◆ **What is being asked**
Word for word, restate the lines that run from the line containing "positive clicks: (330, 142)" to the last line of the records below.

◆ **Records from a collection**
[Start of Attachment]
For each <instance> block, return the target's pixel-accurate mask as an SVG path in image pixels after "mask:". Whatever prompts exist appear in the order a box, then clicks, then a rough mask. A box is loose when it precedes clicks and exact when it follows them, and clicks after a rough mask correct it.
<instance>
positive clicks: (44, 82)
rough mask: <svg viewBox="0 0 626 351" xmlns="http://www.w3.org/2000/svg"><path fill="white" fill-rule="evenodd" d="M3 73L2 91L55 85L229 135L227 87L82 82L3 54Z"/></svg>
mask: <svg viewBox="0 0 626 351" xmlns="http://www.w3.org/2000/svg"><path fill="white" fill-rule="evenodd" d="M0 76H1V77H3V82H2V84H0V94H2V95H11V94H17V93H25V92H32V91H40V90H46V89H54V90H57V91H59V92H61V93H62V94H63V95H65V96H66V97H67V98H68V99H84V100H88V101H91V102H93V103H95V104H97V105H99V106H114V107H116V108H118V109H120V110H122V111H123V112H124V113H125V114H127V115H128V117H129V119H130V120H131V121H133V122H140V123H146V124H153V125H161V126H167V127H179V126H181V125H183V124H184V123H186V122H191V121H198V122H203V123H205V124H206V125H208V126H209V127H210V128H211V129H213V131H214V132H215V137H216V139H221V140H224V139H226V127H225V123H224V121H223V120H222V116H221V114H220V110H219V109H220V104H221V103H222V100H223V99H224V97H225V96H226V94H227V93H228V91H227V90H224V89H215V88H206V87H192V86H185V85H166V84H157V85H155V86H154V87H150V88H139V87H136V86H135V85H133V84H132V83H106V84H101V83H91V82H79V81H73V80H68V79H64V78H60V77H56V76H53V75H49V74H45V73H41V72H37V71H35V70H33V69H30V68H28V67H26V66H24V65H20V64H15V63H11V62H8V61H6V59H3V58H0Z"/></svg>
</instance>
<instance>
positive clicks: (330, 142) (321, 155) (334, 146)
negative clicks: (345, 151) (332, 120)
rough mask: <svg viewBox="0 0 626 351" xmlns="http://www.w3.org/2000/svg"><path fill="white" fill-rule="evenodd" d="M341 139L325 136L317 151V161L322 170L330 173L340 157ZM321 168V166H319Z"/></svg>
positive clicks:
[End of Attachment]
◆ **Solution**
positive clicks: (330, 142) (321, 155) (334, 146)
negative clicks: (345, 151) (332, 120)
rough mask: <svg viewBox="0 0 626 351" xmlns="http://www.w3.org/2000/svg"><path fill="white" fill-rule="evenodd" d="M341 139L325 136L317 151V161L322 170L330 173L340 157ZM321 168V166H319Z"/></svg>
positive clicks:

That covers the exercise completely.